_Set exercise A_. Format the records as a numbered list, starting at the line containing "Ground netted melon fruit in the scene above." and ending after the line containing "[260,17,303,71]", with blank lines omitted.

P/E (Price/Earnings) Ratio is a valuation ratio of a company's current share price compared to its per-share earnings. Also sometimes known as "price multiple" or "earnings multiple". 

Calculated as:

Market Value per Share
Earnings per Share (EPS)

EPS is usually from the last four quarters (trailing P/E).

PLR  Prime Lending Rateis the benchmark rate for all bank loans. Historically, the PLR has been the rate at which banks lend to the best borrower—one who is the safest or the least likely to default on the loan. Earlier, banks could not lend below the base rate, but along with more liberal financial markets came the freedom for banks to fix rates below the PLR.

Preference Shares A class of shares that usually do not offer voting rights, but do offer a superior type of dividend, paid ahead of dividends to ordinary shareholders. Preference shareholders often also have superior status in the event of a liquidation.

Profit Warning When a company issues a statement indicating that its profits will not be as high as it had expected.

Rating  Bonds are rated according to their safety from an investment standpoint - based on the ability of the company or government that has issued it to repay. Ratings range from AAA, the safest, down to D, a company that has already defaulted.

RBI Reserve Bank of India is the central bank of India. The Reserve Bank of India was established on April 1, 1935 in accordance with the provisions of the Reserve Bank of India Act, 1934
. The Preamble of the Reserve Bank of India describes the basic functions of the Reserve Bank as: " regulate the issue of Bank Notes and keeping of reserves with a view to securing monetary stability in India and generally to operate the currency and credit system of the country to its advantage."

Recapitalisation To inject fresh money into a firm, thus reducing the debts of a company.  For example, when a government intervenes to recapitalise a bank, it might give cash in exchange for some form of guarantee, such as a stake in the company. Taxpayers can then benefit if the bank recovers.

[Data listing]
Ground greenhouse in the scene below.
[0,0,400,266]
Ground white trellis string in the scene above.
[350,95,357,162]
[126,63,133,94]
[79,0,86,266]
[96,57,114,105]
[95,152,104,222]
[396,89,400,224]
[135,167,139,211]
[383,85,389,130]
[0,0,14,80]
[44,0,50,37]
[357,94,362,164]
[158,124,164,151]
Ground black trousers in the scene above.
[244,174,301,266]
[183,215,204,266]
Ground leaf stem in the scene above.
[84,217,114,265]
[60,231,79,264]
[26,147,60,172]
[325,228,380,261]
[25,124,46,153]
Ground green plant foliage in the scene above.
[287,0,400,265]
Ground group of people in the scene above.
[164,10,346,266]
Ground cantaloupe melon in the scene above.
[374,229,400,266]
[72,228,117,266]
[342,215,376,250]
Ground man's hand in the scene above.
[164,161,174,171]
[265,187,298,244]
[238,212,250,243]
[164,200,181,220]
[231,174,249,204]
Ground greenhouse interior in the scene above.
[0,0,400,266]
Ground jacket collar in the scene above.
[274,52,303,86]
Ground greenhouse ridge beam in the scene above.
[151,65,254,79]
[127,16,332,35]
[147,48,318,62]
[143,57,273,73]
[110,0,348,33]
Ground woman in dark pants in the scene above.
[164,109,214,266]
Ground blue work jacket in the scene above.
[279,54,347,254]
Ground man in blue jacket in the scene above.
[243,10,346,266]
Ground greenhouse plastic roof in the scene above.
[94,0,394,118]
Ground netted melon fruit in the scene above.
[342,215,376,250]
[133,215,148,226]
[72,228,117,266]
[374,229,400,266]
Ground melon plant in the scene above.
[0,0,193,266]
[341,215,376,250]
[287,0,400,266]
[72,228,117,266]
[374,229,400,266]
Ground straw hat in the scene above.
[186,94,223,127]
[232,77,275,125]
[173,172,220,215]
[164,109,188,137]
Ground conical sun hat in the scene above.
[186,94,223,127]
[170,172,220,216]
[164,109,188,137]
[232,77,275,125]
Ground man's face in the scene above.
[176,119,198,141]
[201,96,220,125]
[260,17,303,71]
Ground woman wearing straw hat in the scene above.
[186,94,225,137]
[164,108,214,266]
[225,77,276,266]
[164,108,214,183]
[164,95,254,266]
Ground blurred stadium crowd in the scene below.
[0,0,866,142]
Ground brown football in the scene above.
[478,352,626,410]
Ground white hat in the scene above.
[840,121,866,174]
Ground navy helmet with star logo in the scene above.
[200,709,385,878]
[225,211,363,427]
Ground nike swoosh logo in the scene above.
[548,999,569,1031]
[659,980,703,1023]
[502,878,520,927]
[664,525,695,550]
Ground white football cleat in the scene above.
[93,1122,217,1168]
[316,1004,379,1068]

_Set exercise B_. Reproduce the glossary of financial terms beginning at the words "EPS is usually" and stopping after "below the PLR.", swapping "base rate" for "floor rate".

_Reply A_.
1. Ground netted melon fruit in the scene above.
2. [342,215,376,250]
3. [133,215,148,226]
4. [72,228,117,266]
5. [374,229,400,266]
6. Ground melon plant in the scene above.
7. [0,0,193,266]
8. [341,215,376,250]
9. [287,0,400,266]
10. [72,228,117,266]
11. [374,229,400,266]
12. Ground straw hat in the scene above.
13. [186,94,223,127]
14. [232,77,275,125]
15. [173,172,220,215]
16. [164,109,188,137]
17. Ground conical sun hat in the scene above.
18. [186,94,223,127]
19. [170,172,220,216]
20. [164,109,188,137]
21. [232,77,275,125]
22. Ground man's face in the scene above.
23. [176,119,198,141]
24. [201,96,220,125]
25. [260,17,303,71]

_Reply B_.
EPS is usually from the last four quarters (trailing P/E).

PLR  Prime Lending Rateis the benchmark rate for all bank loans. Historically, the PLR has been the rate at which banks lend to the best borrower—one who is the safest or the least likely to default on the loan. Earlier, banks could not lend below the floor rate, but along with more liberal financial markets came the freedom for banks to fix rates below the PLR.